[START]

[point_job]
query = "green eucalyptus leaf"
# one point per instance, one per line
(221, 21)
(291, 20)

[END]

What the task requires
Can you turn every line of the records above into a JSON list of strings, one string per line, with blank lines left out?

Reply to the task
[
  "[point_job]",
  "query = \"green eucalyptus leaf\"",
  "# one point per instance, one per line",
  "(221, 21)",
  "(291, 20)"
]